Altstadt. „Ich habe bereits Blindenmodelle in Berlin, Hamburg und München gesehen und dachte, dass Bremen so etwas auch braucht“, sagt Thomas Hogrefe. Der Ingenieur und Inhaber einer Firma für Architekturmodellbau zeigt auf das von ihm entwickelte „Tastmodell“, das bis Sonnabend, 29. April, in der Ausstellung „City Vision – Bremen wird neu“ im Citylab, dem Lloydhof, steht: ein Relief des Schüttings, 60 mal 60 Zentimeter groß. Die Fassade ist dezent herausgearbeitet, sodass Sehbehinderte jedes Detail ertasten können.
Neun weitere Tastmodelle sollen folgen, wenn es nach Hogrefe geht: Das Rathaus, das Haus der Bürgerschaft, die Stadtwaage oder der Dom, um nur einige Bauten zu nennen. Die bronzenen Modelle sollen dann an den Fassaden der Häuser angebracht werden, darunter sollen in Brailleschrift historische Informationen stehen. „Daraus kann sich etwas Touristisches entwickeln. Das kann für Bremen ein großes Plus sein“, sagt Thomas Hogrefe, der seit mehr als 20 Jahren Modelle für Architekten und Städte baut. „Ich bin leidenschaftlicher Bremer, und es liegt mir sehr am Herzen, dass Bremen vorankommt.“
Erklärungen in Brailleschrift
Seine lokalkolorierte Kreativität drückt sich auch in einem anderen Modell aus: einem ovalen, barrierefreien Stadtmodell der historischen Innenstadt Bremens, das die bauliche Vielfalt der Altstadt abbildet, betrachtet und ertastet werden kann. Gezeigt wird die Stadt von der Kunsthalle bis zur Sparkasse am Brill, Teile des Walls und auch der Weser. Am Rand sollen in Blindenschrift Erklärungen zu den einzelnen touristischen Attraktionen zu lesen sein.
Derzeit ist dieses ovale Modell noch ungefähr in DIN-A3-Größe und aus bronzefarbenem Kunststoff zu bewundern, wenn es aber nach Hogrefe geht, soll es bald in Bronze an der Bürgerschaft neben dem Kiosk stehen und 240 mal 140 Zentimeter groß sein. „Oval deshalb, damit die Menschen sich nicht verletzen, wenn sie mal dagegen laufen, außerdem ist der Mittelteil hohl, und diese Tischform erlaubt es auch Rollstuhlfahrern, nah an das Modell heranzufahren.“
Und der Standort könnte nach den Vorstellungen von Hogrefe ein Ort der Begegnung werden. Neben dem kleinen Modell gibt es auch bereits eines in der geplanten Größe. Es zeigt ein Luftbild der Innenstadt und eine vereinfachte, dreidimensionale Darstellung des St.-Petri-Doms. Auf der Umrandung dieser Innenstadtkarte haben Ausstellungsbesucher ihre Kommentare hinterlassen: „Super Idee!“, ist da zu lesen. „Ein sehr gutes Projekt, das Bremen gut zu Gesicht stünde.“ „Schöne Idee, nicht nur für Touristen.“ Keine Ablehnung ist wahrzunehmen, höchstens mal Unverständnis: „Ich versteh's nicht!“
Das im kleinen Maßstab bereits vorhandene Modell zeigt eine abstrakte Darstellung der Stadt, wenn aber das große Modell kommen soll, werden die markanten Gebäude, die Plätze und Straßen fein und detailliert ausgearbeitet sein. „Ich habe einen sehbehinderten Ingenieur im Boot, der mich berät“, erzählt Hogrefe, „ich möchte nicht, dass es nachher heißt: ,Nice try'.“ Netter Versuch.
★ ★ ★
* _Arbeitsaufträge_
[a] Kopieren Sie aus dem Artikel über die Bremer Tastmodelle wortgetreu den Abschnitt, der mit „Altstadt. „Ich habe“ beginnt und sich bis einschließlich „Detail ertasten können.“ fortsetzt.
[b] Zählen Sie alle Bauwerke auf, die der Artikel über die Bremer Tastmodelle als Beispiele für die neun weiteren geplanten Tastmodelle nennt.

* _Bereitgestellte Daten_
★ ★ ★
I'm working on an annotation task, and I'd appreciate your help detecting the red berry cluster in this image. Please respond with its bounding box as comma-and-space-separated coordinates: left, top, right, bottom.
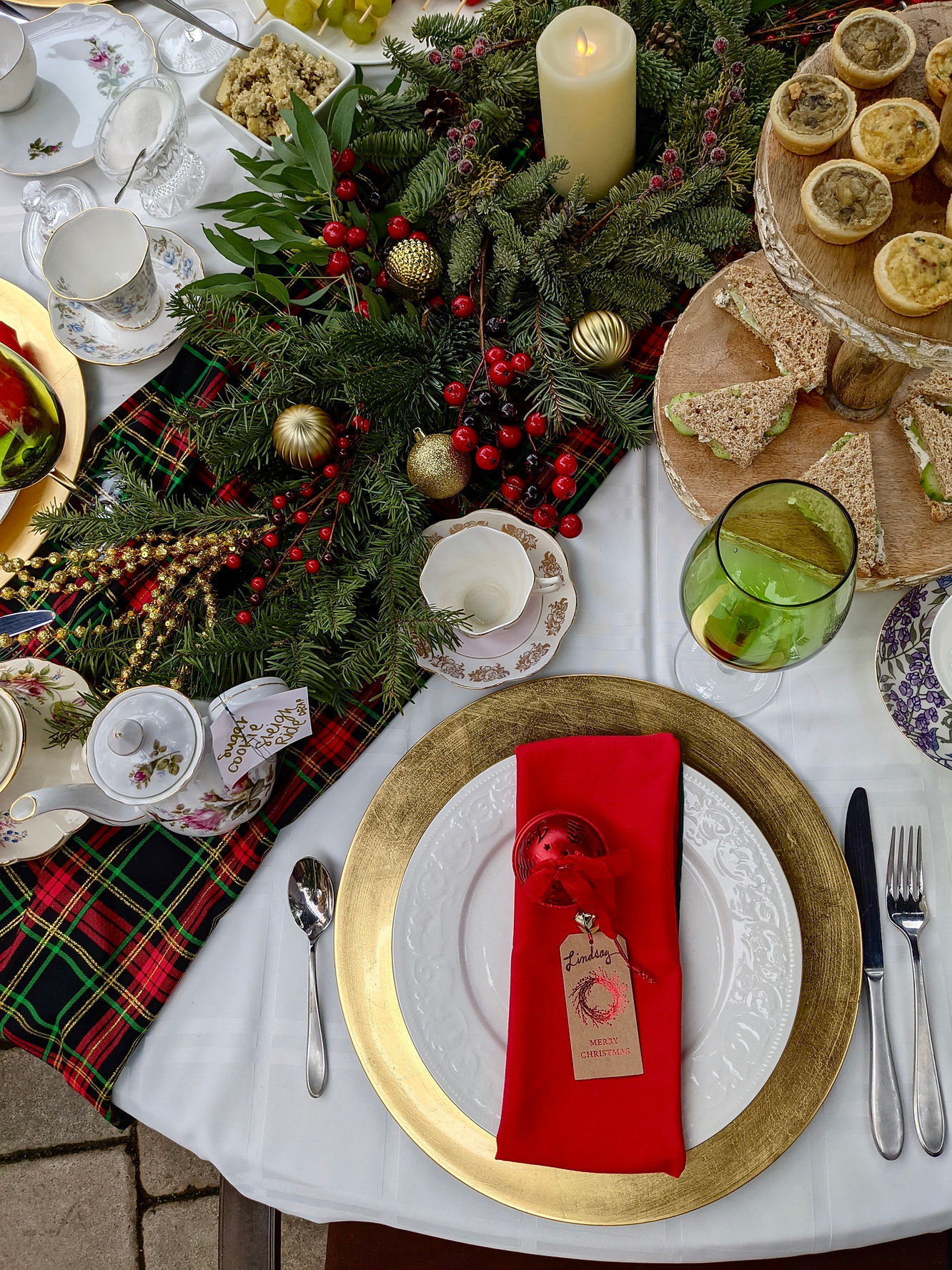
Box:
★ ★ ★
* _Ergebnisse je Aufgabe_
[a]
Altstadt. „Ich habe bereits Blindenmodelle in Berlin, Hamburg und München gesehen und dachte, dass Bremen so etwas auch braucht“, sagt Thomas Hogrefe. Der Ingenieur und Inhaber einer Firma für Architekturmodellbau zeigt auf das von ihm entwickelte „Tastmodell“, das bis Sonnabend, 29. April, in der Ausstellung „City Vision – Bremen wird neu“ im Citylab, dem Lloydhof, steht: ein Relief des Schüttings, 60 mal 60 Zentimeter groß. Die Fassade ist dezent herausgearbeitet, sodass Sehbehinderte jedes Detail ertasten können.

[b] das Rathaus, das Haus der Bürgerschaft, die Stadtwaage, der Dom